▶ **Aim**
Locate every row below that contains the word "line", and copy each of those rows in full.

▶ **Materials provided**
[Start]
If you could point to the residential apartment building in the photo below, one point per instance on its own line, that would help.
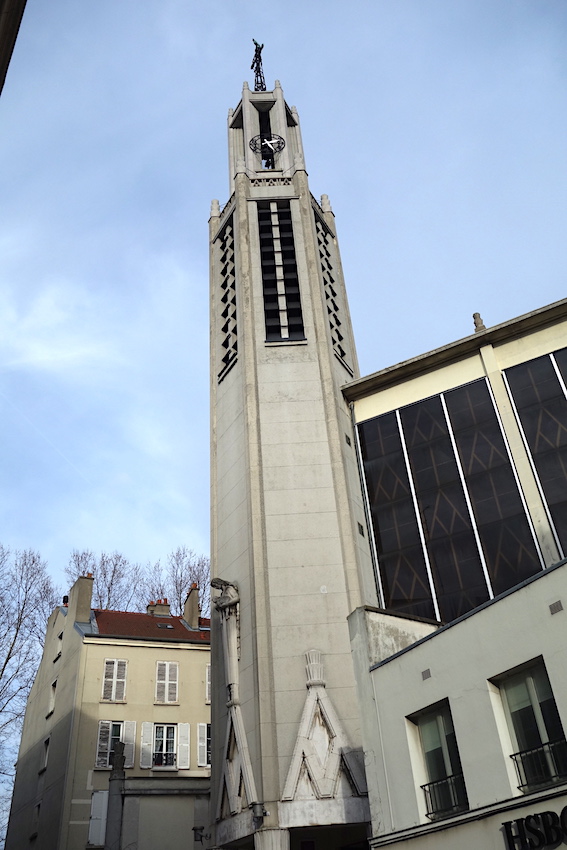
[End]
[Start]
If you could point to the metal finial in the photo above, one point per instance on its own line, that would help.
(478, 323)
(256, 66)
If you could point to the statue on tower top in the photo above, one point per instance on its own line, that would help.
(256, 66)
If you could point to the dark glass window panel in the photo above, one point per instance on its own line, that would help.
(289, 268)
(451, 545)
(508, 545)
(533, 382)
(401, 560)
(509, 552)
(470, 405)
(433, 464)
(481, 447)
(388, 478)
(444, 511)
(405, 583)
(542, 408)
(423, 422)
[End]
▶ **Final result**
If you could point to the residential apartment building in the photo below, one point per instance on its own line, that would help.
If you could point to the metal finial in the photo above, one point per instance on its own line, that would help.
If you could point to the statue on tower top in the photo above, one point per instance on its own line, that would help.
If you could point to the dark glass window panel in the photo above, one point per instance on its own line, that would help.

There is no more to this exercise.